* STATED PROBLEM *
From the excerpt below on the competition probe into Amazon and Flipkart, reproduce word for word the part that opens with the words containing "According to the" and closes with "India and abroad.".

* EXCERPT TO READ *
******************************

In September, the CCI ordered the ecommerce firms to share their financial statements for the investigation, to help determine the penalty for the companies after a court hearing.
According to the 2023 amendment to the competition law, the CCI may impose a fine of up to 10% of the average global turnover or income of three preceding financial years on each of the parties found to have breached the law. This may include revenue earned by the company in India and abroad.
Amazon and Flipkart have expressed concern over the circulation of sensitive information in the public domain.
What is the case?
- Investigations by the watchdog found the companies in violation of competition law by giving preference to a handful of sellers on their shopping websites whom they had business arrangements with, Reuters reported.
- The companies were also found to be giving priority to certain listings, and steeply discounting products, which is hurting other companies. The CCI went on to say that the companies had built an ecosystem “wherein no seller other than its preferred seller can survive.”
- The August 9-dated investigation report revealed that in this ecosystem preferred sellers are prioritised in search results, with the rest being relegated to just database entries. The report on Amazon was was 1,027 pages long, while that on Flipkart came to 1,696 pages.
- This also involved exclusive product launches and deep discounting for a few sellers, especially for major smartphone brands like Samsung, Xiaomi, Motorola, Realme and OnePlus.
- This becomes important as nearly 50% of smartphone sales in 2023 took place online, with Flipkart and Amazon having a 55% and 35% share, respectively, as per data from Datum Intelligence. Samsung and Xiaomi together command nearly 36% of the Indian smartphone market, Counterpoint Research has found.
- The investigation also claimed that both Amazon and Flipkart “deliberately downplayed” allegations of exclusive launches and deep discounting, even though officials said the practice was “rampant”.
- The CCI said the firms used foreign investments to offer discounted services like warehousing and marketing to select sellers.
What’s next?
The case gains significance ahead of the festive season about to kick off when both companies host their annual sale events with massive discounts on categories like electronics and home appliances.
ET reported on September 14 that the CCI will likely issue final orders by November on its four-year-long investigation.
The findings of the case are likely to impact the growing ecommerce industry, of which Amazon and Flipkart are key players. The ecommerce market is expected to reach over $160 billion by 2028, according to consultancy firm Bain. The involvement of high-tech brands in the case is likely to add to legal and compliance issues for the platforms.

******************************

* MATERIAL *

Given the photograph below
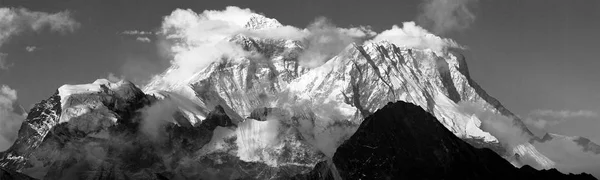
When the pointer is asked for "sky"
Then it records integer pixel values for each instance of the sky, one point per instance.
(540, 58)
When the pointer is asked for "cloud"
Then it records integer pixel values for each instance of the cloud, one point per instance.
(499, 126)
(570, 157)
(14, 21)
(31, 48)
(565, 114)
(413, 36)
(136, 32)
(196, 40)
(113, 78)
(3, 63)
(143, 39)
(443, 16)
(540, 123)
(10, 119)
(325, 40)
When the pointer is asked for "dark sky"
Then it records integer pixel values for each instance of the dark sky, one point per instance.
(534, 54)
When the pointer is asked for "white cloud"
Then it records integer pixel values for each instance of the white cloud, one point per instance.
(136, 32)
(113, 78)
(31, 48)
(325, 40)
(10, 121)
(413, 36)
(565, 114)
(143, 39)
(3, 63)
(15, 21)
(444, 16)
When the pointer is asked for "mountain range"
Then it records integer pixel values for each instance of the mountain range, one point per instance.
(266, 115)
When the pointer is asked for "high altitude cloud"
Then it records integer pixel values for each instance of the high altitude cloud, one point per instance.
(10, 118)
(197, 39)
(413, 36)
(565, 114)
(541, 119)
(443, 16)
(325, 40)
(15, 21)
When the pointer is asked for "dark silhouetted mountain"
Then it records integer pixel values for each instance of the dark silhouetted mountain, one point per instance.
(402, 141)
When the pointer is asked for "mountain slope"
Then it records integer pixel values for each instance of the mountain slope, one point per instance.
(401, 141)
(261, 115)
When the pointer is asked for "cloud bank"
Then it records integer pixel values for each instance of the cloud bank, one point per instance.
(542, 119)
(14, 21)
(413, 36)
(444, 16)
(565, 114)
(11, 117)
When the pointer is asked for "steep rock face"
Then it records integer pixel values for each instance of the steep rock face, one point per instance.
(42, 117)
(11, 175)
(401, 141)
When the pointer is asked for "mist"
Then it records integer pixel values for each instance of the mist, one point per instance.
(445, 16)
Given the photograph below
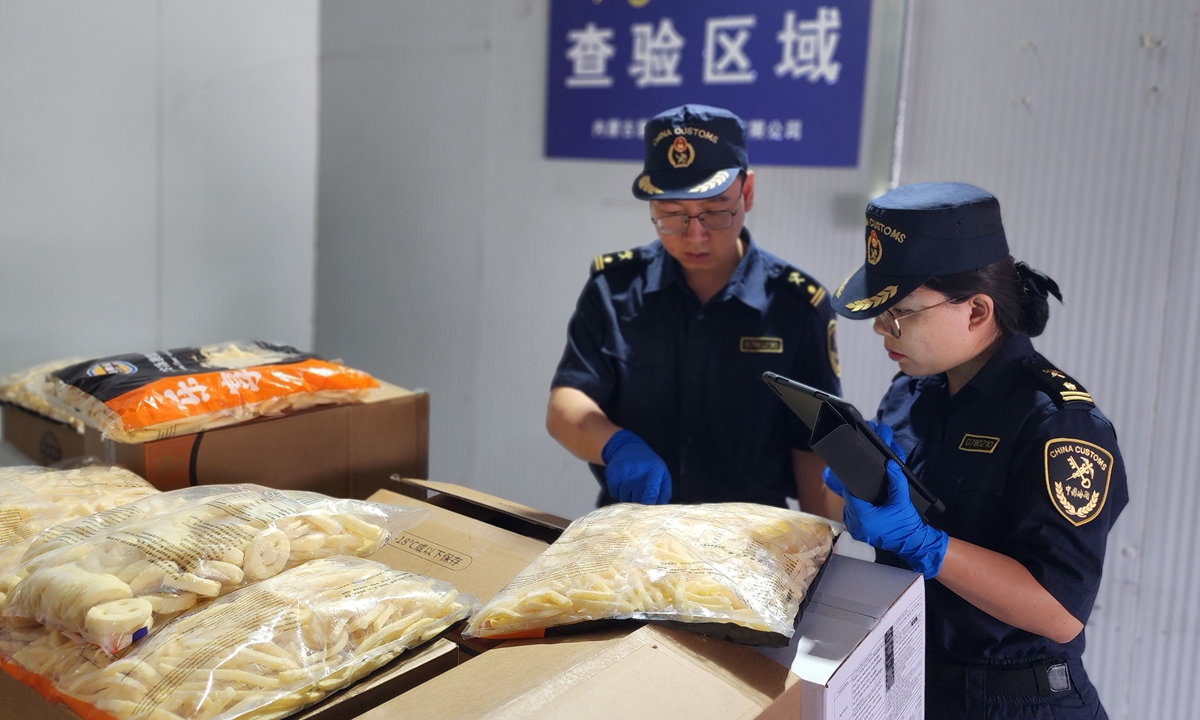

******************************

* FULL ANSWER *
According to the 2023 amendment to the competition law, the CCI may impose a fine of up to 10% of the average global turnover or income of three preceding financial years on each of the parties found to have breached the law. This may include revenue earned by the company in India and abroad.